TEXT SHOWN
Christopher Molina, of the 1700 block of North Spaulding Avenue, faces aggravated criminal sexual assault, kidnapping and unlawful restraint charges.

After a night at Clark Street bars on the evening of June 2, she awoke early the next morning zip-tied by the wrists in the rear of a car parked in a well-lit garage, Assistant State’s attorney Jacqueline Simon told the court.

Molina allegedly unbound her wrist restraints, fondled, then sexually assaulted her for about 15 minutes, during which she repeated that she “did not want to do this,” Simon said. After the assault, Molina allegedly allowed the woman out of the vehicle to use the bathroom then drove her home.

During the drive, Molina allegedly told the woman that he was sorry, that the attack was his “bad side,” and that his girlfriend was mean to him, Simon said.

The victim returned home to the West Loop and asked a stranger to use his phone after no one answered the door at her home, prosecutors said.

The victim was taken to an area hospital where a sex assault kit was performed. Prosecutors said Uber app information led to the owner of the car, a businessman who had contract showing that Molina rented the vehicle the day of the attack.

“What’s been described is deeply disturbing and something nobody should ever experience,” an Uber spokesman said in a statement released Sunday evening. The statement provided no further details on the incident, but said Molina had been banned from the app.

Troubled by Molina’s alleged possession and use of zip ties to restrain a helpless victim, Judge Kelly Marie McCarthy said he was a potential risk to the community before ordering the cash bail.

The judge also ordered him not to have any contact with the victim and scheduled him to return to court Aug. 29.

TASKS AND EXERCISES
**1)** Answer these questions from the report on the Molina case, each on its own line:
(a) Where were the bars the woman spent the night at?
(b) Who owned the car, according to prosecutors?
(c) On what date is Molina scheduled to return to court?
**2)** Rewrite everything in the report on the Molina case from "After a night" down to "home, prosecutors said.", substituting "the victim" for each "the woman".

DATA EXTRACT
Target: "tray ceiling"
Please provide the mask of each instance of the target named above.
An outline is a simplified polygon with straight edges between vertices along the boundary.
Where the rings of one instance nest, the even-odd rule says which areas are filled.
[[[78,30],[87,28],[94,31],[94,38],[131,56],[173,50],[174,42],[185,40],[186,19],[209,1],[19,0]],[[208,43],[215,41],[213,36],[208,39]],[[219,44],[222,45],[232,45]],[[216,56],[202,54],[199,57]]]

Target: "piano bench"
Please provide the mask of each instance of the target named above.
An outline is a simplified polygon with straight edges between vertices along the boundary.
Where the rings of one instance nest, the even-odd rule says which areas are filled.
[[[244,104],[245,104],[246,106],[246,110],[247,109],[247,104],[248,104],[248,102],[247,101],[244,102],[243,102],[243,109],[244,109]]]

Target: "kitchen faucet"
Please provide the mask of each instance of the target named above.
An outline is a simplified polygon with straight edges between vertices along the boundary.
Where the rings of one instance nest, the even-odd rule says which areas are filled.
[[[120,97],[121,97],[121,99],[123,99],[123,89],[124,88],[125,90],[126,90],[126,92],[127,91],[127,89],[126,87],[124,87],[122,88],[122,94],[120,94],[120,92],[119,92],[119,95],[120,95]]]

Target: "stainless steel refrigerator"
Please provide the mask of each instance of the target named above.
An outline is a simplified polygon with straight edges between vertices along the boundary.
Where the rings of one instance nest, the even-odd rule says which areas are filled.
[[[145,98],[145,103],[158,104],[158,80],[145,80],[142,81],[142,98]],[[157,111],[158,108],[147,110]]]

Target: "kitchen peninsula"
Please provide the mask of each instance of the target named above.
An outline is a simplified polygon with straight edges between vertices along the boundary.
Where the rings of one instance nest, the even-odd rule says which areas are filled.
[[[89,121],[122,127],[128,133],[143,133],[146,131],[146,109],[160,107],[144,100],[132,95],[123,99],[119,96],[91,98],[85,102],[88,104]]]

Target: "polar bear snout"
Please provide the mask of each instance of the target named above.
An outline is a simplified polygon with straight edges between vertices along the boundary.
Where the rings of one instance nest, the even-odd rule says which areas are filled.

WRITTEN ANSWERS
**1)**
(a) On Clark Street.
(b) A businessman who had a contract showing that Molina rented the vehicle the day of the attack.
(c) Aug. 29.

**2)**
After a night at Clark Street bars on the evening of June 2, she awoke early the next morning zip-tied by the wrists in the rear of a car parked in a well-lit garage, Assistant State’s attorney Jacqueline Simon told the court.

Molina allegedly unbound her wrist restraints, fondled, then sexually assaulted her for about 15 minutes, during which she repeated that she “did not want to do this,” Simon said. After the assault, Molina allegedly allowed the victim out of the vehicle to use the bathroom then drove her home.

During the drive, Molina allegedly told the victim that he was sorry, that the attack was his “bad side,” and that his girlfriend was mean to him, Simon said.

The victim returned home to the West Loop and asked a stranger to use his phone after no one answered the door at her home, prosecutors said.